→ **TO DO**: Each line from the one that contains "Task: For every instance of the hawaiian" through the end of the entries should be repeated exactly, with nothing added.

DATASET CONTENT START

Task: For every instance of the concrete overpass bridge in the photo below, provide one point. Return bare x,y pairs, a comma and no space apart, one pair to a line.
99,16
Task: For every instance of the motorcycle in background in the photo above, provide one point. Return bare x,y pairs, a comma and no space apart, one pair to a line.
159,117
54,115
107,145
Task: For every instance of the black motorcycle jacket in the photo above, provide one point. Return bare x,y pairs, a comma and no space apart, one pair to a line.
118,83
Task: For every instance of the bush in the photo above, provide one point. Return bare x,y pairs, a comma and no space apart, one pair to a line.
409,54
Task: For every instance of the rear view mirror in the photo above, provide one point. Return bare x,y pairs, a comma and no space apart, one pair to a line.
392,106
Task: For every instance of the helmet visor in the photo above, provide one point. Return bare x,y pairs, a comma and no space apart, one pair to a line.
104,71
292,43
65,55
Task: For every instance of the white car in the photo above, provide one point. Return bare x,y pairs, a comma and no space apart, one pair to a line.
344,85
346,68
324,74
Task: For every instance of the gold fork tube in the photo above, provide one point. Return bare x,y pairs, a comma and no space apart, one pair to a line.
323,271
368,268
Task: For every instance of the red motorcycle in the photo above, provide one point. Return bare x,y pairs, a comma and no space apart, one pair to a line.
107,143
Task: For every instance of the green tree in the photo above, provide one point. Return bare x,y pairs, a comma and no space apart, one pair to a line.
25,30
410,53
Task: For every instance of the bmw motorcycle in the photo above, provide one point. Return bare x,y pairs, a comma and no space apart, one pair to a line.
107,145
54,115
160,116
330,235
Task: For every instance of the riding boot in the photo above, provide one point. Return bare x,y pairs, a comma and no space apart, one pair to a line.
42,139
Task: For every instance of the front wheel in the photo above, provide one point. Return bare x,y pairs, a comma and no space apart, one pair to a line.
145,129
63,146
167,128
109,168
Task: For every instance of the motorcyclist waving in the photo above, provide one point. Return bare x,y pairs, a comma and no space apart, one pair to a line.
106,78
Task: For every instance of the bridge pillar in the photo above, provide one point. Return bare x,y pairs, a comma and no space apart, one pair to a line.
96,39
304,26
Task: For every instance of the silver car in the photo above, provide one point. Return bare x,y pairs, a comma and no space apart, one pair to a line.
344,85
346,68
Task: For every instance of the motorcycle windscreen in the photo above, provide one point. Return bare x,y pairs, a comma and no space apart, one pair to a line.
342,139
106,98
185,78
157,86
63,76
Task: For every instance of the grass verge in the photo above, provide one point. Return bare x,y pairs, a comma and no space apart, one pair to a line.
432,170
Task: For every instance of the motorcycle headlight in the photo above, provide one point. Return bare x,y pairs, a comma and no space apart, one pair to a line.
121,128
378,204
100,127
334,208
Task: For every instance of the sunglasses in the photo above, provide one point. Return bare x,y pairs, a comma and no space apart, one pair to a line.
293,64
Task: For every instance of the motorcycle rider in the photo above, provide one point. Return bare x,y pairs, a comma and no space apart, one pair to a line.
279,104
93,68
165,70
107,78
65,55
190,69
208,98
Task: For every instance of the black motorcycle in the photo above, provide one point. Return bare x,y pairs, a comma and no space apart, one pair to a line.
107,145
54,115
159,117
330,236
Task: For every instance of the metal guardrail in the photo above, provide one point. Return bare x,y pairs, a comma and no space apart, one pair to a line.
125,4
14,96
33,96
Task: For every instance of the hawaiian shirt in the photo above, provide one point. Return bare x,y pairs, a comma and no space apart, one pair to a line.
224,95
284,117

DATASET CONTENT END

→ **RESULT OF THIS TASK**:
Task: For every instance of the hawaiian shirt in the photo above, provide one point. Return bare x,y pairs, a comma and no space apart, one pair to a line.
224,95
284,117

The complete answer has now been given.